— Start of GIVEN RECORDS —

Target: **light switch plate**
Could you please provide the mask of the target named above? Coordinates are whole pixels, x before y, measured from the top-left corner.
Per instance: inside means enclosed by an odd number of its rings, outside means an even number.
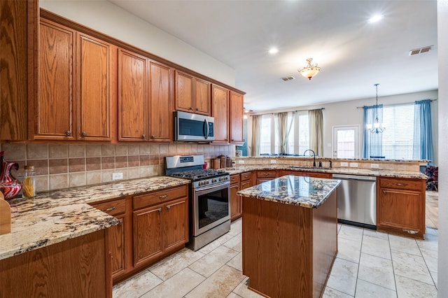
[[[112,180],[120,180],[123,178],[122,173],[112,173]]]

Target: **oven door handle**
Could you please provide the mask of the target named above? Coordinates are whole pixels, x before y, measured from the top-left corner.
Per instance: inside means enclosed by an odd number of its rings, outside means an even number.
[[[200,194],[207,192],[209,190],[223,190],[224,188],[228,187],[229,186],[230,186],[230,183],[221,183],[221,184],[215,184],[213,186],[211,186],[209,187],[206,187],[206,188],[200,188],[199,190],[195,190],[195,192],[196,194],[199,194],[200,195]]]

— End of GIVEN RECORDS —

Write out all the records again, requests included, with each coordinate in the answers multiplied by 2.1 and rounded to a whole number, halves rounding up. Leave out the pictures.

Target: **light switch plate**
Could you please provide the mask of the target named above? Coordinates are whole pixels, x before y, measured from the top-left corner.
Per instance: inside means enclosed by an odd number of its rings, outside means an even number.
[[[235,378],[252,378],[258,374],[256,363],[235,363]]]

Target: **oven door handle**
Could you please provide the mask of the target named above? Coordinates are whole pixels, x before y, measured from the top-left corner.
Per instance: inside means enclosed by an odd number of its rings, outside means an even number.
[[[420,407],[435,403],[439,399],[468,399],[470,395],[479,393],[481,391],[483,391],[483,384],[464,384],[464,386],[452,386],[447,391],[443,391],[439,393],[433,393],[433,395],[420,395],[418,399],[410,399],[410,403],[412,407],[418,407],[420,410]]]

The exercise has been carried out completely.